Precisely the lines from the one with "curve in the image above." through the end of the data, both included, must make up the response, each restated word for word.

Start of Exercise inputs

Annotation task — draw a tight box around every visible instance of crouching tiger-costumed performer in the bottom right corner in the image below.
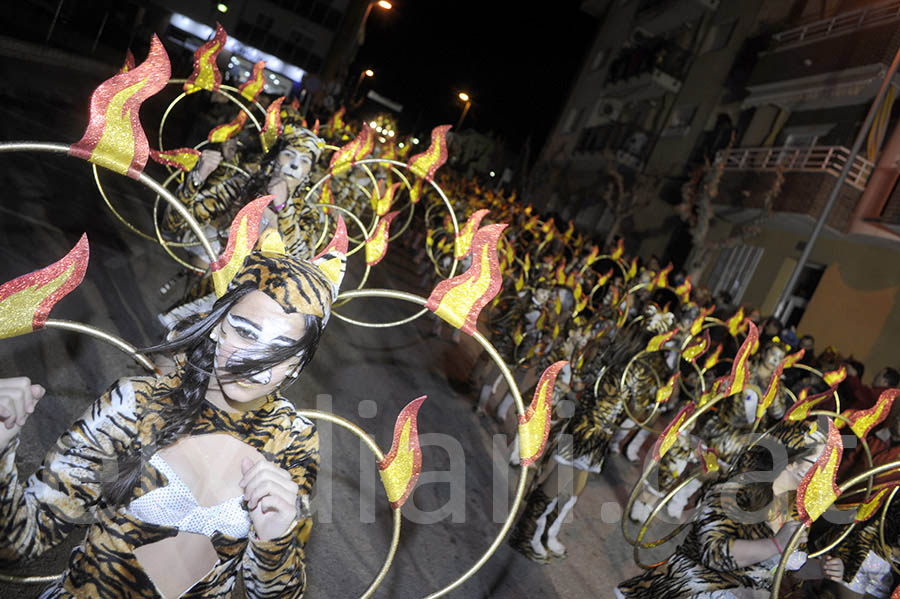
[615,422,844,599]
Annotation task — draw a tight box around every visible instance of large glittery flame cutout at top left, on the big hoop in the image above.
[69,35,171,179]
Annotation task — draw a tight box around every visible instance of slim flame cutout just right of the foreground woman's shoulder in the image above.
[378,395,427,509]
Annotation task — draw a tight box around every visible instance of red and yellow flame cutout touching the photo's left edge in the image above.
[0,234,90,339]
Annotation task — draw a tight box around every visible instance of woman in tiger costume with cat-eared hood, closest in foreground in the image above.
[0,223,344,599]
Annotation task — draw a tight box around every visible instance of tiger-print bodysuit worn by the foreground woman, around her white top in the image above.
[0,373,318,599]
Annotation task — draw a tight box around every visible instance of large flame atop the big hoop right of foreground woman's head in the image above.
[425,224,506,335]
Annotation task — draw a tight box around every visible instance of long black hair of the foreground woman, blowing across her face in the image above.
[103,282,322,506]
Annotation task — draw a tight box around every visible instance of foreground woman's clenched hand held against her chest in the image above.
[240,458,300,541]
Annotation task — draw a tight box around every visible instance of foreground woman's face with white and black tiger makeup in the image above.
[213,291,306,403]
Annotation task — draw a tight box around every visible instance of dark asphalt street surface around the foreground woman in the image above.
[0,58,656,599]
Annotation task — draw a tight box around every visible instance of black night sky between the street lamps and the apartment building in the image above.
[350,0,597,155]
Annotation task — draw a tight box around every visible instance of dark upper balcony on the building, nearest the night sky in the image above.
[603,38,691,101]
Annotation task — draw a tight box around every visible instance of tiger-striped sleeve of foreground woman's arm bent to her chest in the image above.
[243,416,319,599]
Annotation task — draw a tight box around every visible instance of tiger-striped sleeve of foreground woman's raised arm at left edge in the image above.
[0,380,137,565]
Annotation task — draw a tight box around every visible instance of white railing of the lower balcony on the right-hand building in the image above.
[716,146,875,190]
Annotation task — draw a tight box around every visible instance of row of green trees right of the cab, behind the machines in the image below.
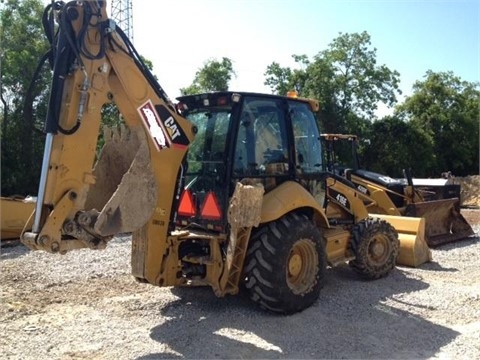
[265,32,480,177]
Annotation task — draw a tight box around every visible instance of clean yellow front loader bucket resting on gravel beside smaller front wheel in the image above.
[372,214,432,267]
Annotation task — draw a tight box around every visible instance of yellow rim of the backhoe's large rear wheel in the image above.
[286,239,318,294]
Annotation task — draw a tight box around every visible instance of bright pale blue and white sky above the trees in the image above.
[42,0,480,109]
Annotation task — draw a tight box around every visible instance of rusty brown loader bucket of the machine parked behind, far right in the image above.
[405,198,474,247]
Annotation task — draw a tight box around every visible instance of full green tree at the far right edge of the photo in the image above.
[396,70,480,176]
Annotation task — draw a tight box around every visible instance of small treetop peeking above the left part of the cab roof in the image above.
[180,57,235,95]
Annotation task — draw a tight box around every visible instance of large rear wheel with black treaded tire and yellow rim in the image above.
[244,213,327,314]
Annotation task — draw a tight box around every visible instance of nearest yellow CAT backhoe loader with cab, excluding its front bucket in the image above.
[21,1,428,313]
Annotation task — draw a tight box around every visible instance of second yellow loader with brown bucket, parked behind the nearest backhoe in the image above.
[322,134,474,247]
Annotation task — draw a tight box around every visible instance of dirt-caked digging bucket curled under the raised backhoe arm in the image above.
[85,127,157,236]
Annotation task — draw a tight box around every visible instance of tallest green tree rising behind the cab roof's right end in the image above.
[265,32,400,134]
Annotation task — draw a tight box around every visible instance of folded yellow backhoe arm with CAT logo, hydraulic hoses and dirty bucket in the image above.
[22,1,196,274]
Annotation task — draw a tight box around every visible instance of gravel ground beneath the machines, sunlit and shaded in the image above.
[0,210,480,359]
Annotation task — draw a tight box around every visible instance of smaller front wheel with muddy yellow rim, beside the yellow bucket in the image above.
[350,218,400,280]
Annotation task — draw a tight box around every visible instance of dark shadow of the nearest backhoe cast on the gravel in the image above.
[139,266,459,359]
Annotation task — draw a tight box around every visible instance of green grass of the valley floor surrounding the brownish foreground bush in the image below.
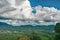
[0,30,54,40]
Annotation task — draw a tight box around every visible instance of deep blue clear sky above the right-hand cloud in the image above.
[30,0,60,10]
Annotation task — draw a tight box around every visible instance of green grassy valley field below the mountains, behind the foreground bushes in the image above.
[0,30,54,40]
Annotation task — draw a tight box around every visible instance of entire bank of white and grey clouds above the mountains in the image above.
[0,0,60,26]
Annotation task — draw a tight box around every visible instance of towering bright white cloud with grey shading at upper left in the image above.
[0,0,32,19]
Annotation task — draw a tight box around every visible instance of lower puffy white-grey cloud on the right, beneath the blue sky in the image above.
[35,6,60,21]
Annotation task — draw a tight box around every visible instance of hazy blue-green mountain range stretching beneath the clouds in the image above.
[0,22,55,31]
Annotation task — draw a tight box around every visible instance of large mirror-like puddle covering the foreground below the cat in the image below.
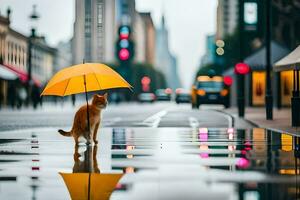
[0,127,300,200]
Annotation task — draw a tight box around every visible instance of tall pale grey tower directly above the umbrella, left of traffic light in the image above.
[72,0,117,64]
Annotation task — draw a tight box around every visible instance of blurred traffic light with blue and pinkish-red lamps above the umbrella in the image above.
[116,25,134,64]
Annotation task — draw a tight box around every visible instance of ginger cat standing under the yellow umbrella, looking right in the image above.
[58,93,107,146]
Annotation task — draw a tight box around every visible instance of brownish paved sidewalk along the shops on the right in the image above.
[225,107,300,136]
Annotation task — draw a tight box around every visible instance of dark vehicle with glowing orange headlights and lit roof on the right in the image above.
[192,76,230,108]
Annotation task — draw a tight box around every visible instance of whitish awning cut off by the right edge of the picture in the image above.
[273,45,300,71]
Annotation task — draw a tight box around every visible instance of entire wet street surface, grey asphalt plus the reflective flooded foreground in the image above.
[0,102,299,199]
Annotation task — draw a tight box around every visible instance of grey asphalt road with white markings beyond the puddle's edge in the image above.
[0,102,232,131]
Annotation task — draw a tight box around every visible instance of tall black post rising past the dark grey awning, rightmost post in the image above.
[265,0,273,120]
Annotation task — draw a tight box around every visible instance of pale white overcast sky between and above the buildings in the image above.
[0,0,217,88]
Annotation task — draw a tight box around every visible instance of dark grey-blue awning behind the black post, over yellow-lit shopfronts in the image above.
[244,41,289,70]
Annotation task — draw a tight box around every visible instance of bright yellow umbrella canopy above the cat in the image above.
[41,63,132,96]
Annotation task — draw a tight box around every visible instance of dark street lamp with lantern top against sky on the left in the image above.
[26,5,40,105]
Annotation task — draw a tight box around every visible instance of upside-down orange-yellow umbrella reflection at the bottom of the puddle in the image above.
[60,173,123,200]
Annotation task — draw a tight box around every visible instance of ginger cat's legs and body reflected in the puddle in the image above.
[73,145,100,173]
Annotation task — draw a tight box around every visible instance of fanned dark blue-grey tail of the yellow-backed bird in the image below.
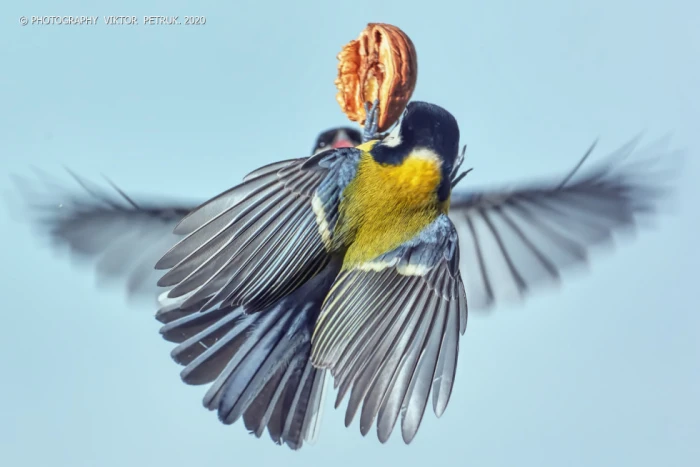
[157,259,340,449]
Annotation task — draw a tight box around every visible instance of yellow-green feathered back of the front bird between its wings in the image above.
[334,146,448,269]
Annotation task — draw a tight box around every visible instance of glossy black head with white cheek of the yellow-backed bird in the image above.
[372,101,459,174]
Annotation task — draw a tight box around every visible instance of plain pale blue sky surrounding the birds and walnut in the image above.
[0,0,700,467]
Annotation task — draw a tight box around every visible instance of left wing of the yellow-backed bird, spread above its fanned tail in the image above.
[156,148,360,312]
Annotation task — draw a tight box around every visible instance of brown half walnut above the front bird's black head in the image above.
[335,23,418,132]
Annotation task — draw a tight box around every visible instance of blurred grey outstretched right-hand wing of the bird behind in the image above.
[449,140,677,310]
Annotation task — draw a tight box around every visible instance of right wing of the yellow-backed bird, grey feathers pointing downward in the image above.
[311,215,467,443]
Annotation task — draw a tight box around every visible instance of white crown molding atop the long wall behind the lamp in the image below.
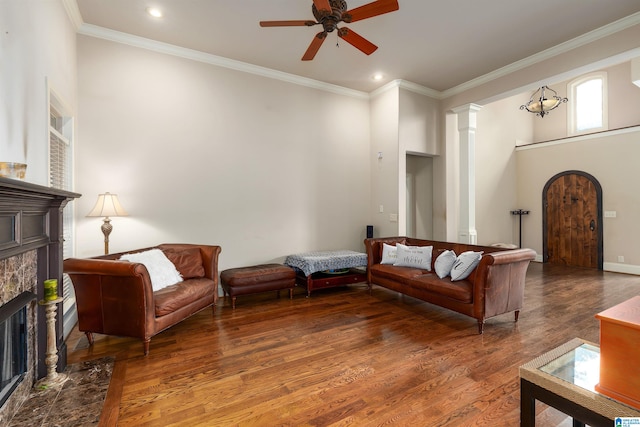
[78,23,369,100]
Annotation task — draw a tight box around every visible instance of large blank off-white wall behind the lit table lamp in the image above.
[76,36,371,269]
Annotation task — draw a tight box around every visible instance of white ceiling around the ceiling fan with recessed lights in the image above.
[76,0,640,92]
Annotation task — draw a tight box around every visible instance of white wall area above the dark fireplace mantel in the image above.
[0,0,76,185]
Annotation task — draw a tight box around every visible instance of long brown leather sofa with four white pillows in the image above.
[364,237,536,334]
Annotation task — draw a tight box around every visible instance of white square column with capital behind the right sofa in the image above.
[453,104,482,245]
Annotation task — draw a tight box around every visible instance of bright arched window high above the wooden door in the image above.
[567,72,609,135]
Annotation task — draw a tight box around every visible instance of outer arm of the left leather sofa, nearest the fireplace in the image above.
[63,258,155,338]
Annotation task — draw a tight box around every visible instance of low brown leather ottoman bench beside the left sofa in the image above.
[220,264,296,309]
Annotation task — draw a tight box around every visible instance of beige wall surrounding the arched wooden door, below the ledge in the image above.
[516,128,640,274]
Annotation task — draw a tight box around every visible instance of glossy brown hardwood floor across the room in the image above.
[68,263,640,426]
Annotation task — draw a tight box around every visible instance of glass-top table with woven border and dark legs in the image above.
[520,338,640,427]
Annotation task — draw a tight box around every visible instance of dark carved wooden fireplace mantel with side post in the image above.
[0,178,80,378]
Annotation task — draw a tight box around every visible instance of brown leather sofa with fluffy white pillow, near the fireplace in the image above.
[64,244,221,355]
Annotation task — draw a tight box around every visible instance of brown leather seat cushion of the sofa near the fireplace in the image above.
[153,277,215,317]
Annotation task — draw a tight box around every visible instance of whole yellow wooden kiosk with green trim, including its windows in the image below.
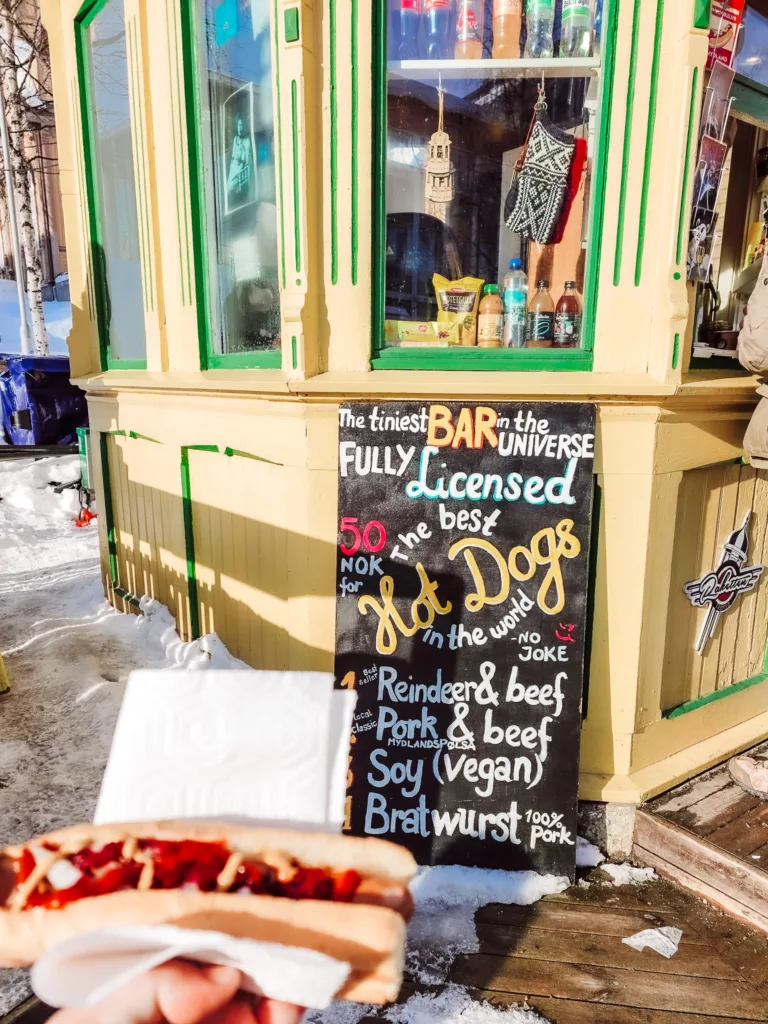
[43,0,768,804]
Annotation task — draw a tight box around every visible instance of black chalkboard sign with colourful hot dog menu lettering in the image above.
[336,402,595,876]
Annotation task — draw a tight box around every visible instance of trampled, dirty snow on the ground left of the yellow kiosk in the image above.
[0,457,245,1017]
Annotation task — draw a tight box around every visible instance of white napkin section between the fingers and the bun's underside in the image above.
[32,925,349,1010]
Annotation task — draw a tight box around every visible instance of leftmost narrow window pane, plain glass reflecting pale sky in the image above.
[87,0,146,360]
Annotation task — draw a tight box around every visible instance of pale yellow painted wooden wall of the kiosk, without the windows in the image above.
[43,0,768,801]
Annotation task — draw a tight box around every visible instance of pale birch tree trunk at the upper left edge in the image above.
[0,0,50,355]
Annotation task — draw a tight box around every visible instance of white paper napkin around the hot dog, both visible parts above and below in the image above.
[32,671,356,1009]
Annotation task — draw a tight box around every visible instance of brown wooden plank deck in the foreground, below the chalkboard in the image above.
[6,870,768,1024]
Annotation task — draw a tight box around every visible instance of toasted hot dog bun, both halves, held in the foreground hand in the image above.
[0,821,416,1004]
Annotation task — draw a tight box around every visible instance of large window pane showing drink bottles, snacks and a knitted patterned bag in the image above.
[384,6,602,352]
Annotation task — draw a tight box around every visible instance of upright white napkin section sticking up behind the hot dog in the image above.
[94,671,356,831]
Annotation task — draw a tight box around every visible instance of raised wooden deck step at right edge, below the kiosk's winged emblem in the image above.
[635,743,768,933]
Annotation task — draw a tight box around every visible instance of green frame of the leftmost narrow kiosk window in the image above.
[75,0,151,372]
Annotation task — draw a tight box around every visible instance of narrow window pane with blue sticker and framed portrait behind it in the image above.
[199,0,281,354]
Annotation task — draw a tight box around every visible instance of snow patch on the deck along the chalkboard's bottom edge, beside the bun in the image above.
[407,866,568,984]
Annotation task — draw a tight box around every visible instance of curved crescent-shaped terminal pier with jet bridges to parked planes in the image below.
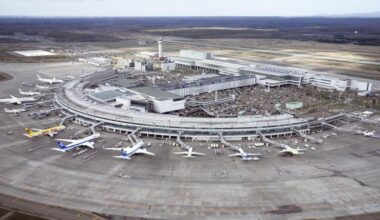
[56,72,342,140]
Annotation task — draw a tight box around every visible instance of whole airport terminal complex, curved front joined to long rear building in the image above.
[56,47,371,140]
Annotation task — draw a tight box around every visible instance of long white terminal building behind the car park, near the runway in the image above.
[170,50,372,92]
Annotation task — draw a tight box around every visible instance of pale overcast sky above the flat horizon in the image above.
[0,0,380,16]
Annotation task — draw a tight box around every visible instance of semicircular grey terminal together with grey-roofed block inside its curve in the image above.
[55,72,348,140]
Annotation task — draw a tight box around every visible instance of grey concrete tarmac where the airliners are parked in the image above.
[0,61,380,219]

End of Exercise inputs

**Written solution**
Annotation task — draw a tight box around every visible instance of semicircular grey terminal together with grey-roofed block inside its curve in the image above.
[55,72,348,140]
Annotation task — draw a tight box around every visible instance of grey concrete tarmac where the airliners are parked in the image above.
[0,61,380,219]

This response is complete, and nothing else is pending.